**Task directions**. List every line of the rows below that contains the string "calm", copying each one in full. Case counts.

*** Data to process

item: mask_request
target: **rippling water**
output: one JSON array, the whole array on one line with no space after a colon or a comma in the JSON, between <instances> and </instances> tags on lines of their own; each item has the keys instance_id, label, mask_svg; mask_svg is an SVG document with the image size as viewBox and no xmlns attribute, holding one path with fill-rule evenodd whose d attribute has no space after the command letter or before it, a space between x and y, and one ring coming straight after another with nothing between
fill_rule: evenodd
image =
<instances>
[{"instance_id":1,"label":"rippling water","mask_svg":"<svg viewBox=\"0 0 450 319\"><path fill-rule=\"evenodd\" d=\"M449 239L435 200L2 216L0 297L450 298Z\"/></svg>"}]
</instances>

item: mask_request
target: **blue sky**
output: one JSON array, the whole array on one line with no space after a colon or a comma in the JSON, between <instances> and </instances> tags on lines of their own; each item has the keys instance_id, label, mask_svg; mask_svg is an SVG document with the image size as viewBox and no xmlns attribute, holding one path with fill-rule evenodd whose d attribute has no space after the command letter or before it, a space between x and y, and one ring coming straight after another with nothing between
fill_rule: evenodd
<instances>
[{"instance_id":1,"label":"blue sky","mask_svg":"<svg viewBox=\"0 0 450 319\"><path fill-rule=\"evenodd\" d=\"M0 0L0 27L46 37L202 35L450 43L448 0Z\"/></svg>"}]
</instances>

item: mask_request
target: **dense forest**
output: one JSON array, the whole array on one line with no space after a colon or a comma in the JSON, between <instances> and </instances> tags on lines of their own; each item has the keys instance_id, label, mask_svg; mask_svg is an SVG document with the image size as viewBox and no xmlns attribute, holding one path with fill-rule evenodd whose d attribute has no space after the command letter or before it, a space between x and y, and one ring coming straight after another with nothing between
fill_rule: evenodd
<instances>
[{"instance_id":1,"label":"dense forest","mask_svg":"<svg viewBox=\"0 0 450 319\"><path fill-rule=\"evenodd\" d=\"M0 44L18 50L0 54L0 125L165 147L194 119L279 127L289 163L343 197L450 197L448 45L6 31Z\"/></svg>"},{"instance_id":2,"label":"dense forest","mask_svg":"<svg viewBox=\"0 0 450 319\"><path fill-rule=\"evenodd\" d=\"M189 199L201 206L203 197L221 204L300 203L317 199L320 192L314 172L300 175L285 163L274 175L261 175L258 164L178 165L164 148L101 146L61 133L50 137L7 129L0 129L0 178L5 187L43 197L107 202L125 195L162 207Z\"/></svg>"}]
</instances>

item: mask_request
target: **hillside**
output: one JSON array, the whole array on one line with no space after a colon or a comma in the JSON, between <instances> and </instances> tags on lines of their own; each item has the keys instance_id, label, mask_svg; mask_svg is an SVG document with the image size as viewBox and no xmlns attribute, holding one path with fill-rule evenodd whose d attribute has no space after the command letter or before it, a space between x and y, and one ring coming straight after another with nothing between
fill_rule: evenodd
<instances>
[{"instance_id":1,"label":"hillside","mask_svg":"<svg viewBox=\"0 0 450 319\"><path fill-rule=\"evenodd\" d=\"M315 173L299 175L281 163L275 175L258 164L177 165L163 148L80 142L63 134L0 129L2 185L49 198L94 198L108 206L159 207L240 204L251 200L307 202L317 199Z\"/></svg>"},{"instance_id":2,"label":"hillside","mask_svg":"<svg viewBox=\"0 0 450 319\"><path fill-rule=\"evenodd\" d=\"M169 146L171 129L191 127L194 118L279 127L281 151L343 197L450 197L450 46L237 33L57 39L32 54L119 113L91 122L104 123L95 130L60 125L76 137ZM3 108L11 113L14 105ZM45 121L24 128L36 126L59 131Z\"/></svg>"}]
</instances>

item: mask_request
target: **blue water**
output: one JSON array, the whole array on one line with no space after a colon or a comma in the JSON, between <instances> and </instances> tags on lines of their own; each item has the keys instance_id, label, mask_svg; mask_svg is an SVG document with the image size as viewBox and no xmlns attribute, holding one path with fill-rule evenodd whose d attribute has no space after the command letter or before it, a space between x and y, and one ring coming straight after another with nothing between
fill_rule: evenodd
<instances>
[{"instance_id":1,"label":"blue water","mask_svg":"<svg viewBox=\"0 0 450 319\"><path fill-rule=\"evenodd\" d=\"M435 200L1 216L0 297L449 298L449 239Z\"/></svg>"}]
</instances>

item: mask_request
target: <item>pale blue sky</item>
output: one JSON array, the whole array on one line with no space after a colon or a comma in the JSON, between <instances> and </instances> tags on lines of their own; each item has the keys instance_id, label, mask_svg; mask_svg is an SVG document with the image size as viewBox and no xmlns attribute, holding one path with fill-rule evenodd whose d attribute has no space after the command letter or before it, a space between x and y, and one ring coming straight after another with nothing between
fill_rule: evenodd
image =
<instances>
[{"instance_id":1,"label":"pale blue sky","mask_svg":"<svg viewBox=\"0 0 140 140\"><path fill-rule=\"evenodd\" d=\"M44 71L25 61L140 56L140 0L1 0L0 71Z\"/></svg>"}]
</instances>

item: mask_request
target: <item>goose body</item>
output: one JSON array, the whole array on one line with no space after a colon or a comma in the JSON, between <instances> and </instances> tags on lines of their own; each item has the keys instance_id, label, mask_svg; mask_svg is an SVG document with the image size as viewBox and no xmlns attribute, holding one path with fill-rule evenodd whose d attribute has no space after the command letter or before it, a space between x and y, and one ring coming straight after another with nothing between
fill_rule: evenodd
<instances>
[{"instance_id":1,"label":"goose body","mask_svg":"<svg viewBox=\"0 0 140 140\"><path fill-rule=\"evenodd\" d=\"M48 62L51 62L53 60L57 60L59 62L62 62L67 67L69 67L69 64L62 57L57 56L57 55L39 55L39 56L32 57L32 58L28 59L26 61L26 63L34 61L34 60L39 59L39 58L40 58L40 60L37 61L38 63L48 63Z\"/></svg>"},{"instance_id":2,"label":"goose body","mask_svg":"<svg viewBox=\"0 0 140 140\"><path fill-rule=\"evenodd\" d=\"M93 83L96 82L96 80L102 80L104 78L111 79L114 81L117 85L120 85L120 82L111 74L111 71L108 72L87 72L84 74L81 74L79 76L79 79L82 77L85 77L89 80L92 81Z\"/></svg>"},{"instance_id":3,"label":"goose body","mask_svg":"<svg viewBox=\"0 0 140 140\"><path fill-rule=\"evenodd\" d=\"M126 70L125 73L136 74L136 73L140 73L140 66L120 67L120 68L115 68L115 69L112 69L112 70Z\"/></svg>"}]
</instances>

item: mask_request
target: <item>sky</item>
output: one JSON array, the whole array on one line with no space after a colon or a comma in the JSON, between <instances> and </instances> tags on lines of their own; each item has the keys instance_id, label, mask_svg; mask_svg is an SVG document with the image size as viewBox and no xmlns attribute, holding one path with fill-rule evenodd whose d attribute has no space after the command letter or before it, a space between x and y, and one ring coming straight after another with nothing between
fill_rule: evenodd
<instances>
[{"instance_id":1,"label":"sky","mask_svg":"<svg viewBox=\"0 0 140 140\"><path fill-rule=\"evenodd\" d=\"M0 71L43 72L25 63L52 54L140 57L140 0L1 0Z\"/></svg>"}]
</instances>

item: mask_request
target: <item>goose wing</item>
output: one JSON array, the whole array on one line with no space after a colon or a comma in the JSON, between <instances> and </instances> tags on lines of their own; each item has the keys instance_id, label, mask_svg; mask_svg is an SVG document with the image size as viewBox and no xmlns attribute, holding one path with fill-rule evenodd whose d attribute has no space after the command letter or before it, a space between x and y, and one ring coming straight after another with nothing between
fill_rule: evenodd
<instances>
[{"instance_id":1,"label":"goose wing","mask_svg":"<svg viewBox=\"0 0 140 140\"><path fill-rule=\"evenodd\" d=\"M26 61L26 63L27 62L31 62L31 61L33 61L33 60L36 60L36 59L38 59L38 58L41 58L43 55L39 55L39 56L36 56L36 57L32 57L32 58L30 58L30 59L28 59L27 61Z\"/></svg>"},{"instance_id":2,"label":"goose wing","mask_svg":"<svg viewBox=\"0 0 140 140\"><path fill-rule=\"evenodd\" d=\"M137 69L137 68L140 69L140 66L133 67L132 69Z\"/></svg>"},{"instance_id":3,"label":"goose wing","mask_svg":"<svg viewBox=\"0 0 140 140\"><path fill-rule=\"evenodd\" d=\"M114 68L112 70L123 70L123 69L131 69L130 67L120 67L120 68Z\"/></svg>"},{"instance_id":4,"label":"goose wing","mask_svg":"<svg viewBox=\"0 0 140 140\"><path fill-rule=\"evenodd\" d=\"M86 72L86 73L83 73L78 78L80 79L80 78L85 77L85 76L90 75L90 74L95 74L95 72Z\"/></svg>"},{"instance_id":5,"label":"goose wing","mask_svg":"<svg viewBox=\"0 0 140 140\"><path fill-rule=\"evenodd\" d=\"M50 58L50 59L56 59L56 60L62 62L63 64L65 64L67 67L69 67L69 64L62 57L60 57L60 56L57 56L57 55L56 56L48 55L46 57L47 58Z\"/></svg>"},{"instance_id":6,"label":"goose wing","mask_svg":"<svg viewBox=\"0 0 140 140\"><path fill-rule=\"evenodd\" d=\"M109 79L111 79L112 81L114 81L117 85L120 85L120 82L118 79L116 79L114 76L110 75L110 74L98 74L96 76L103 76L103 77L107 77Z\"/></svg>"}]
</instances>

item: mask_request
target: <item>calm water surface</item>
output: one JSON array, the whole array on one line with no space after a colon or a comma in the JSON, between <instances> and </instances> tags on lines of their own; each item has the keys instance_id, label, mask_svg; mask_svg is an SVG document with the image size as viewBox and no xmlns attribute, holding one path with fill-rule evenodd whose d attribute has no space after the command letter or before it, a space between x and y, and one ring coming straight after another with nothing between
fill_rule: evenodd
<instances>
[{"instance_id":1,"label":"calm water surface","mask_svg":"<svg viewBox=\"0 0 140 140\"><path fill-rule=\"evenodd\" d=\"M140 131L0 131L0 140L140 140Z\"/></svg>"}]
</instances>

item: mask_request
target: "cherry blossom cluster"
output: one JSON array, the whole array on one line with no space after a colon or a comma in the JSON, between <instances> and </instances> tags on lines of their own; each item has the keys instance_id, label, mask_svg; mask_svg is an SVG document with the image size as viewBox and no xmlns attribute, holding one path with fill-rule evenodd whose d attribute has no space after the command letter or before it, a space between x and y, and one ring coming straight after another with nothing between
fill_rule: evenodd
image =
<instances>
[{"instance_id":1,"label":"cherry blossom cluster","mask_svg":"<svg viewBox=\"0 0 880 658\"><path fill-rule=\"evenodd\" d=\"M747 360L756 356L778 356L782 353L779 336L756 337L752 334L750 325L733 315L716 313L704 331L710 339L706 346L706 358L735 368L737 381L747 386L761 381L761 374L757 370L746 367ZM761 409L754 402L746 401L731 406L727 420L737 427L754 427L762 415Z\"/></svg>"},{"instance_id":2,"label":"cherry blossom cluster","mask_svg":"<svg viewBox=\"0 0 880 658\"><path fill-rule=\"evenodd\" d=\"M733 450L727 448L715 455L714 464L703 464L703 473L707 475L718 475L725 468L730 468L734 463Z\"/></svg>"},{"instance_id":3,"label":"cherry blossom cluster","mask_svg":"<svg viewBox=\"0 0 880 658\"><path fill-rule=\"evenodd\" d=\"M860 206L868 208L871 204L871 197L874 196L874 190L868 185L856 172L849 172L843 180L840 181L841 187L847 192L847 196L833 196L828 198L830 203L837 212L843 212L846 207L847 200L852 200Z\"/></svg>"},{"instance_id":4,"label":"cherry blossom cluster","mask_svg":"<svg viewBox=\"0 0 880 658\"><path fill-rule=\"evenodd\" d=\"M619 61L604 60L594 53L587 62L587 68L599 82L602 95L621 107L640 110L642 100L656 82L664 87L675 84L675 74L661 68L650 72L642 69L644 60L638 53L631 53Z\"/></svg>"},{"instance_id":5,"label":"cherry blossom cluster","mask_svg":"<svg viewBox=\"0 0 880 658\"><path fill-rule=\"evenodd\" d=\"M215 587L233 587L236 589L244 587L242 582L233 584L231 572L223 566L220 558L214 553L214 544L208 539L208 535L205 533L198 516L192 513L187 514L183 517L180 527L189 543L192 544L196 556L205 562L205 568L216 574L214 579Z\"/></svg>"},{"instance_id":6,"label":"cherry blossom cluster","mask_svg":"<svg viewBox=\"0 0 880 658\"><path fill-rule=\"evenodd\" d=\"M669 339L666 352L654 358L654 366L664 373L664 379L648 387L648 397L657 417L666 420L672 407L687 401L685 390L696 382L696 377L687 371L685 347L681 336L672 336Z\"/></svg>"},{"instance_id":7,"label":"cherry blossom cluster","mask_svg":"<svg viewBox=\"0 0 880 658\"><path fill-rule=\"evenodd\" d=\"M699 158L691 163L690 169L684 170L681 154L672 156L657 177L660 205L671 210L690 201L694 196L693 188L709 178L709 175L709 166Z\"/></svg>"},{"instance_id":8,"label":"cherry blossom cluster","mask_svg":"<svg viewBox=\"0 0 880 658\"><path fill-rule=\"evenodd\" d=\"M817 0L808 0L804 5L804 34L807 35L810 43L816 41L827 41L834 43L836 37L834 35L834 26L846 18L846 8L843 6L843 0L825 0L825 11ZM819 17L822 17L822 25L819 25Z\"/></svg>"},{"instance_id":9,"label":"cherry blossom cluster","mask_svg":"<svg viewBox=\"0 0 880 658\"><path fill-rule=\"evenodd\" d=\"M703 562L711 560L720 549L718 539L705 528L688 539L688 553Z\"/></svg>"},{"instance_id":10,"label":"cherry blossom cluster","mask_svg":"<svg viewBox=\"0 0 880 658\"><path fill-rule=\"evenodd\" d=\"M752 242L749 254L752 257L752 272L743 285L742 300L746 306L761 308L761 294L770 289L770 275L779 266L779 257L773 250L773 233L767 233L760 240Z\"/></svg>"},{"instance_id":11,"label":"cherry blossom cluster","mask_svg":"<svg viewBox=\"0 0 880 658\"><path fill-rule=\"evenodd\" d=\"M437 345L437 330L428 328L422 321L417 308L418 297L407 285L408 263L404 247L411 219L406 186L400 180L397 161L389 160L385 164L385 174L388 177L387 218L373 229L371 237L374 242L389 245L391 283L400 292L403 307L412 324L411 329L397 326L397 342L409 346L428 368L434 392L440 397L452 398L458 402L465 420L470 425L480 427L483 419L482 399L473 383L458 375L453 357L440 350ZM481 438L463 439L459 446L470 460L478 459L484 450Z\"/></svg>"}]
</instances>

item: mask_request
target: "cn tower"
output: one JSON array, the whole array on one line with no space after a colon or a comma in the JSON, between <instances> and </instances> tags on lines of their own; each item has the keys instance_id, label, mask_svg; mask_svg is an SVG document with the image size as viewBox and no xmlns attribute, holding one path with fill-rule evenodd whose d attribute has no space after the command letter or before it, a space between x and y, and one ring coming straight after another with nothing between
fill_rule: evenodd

******

**Task response**.
target: <item>calm water surface</item>
[{"instance_id":1,"label":"calm water surface","mask_svg":"<svg viewBox=\"0 0 140 140\"><path fill-rule=\"evenodd\" d=\"M140 131L0 131L0 140L140 140Z\"/></svg>"}]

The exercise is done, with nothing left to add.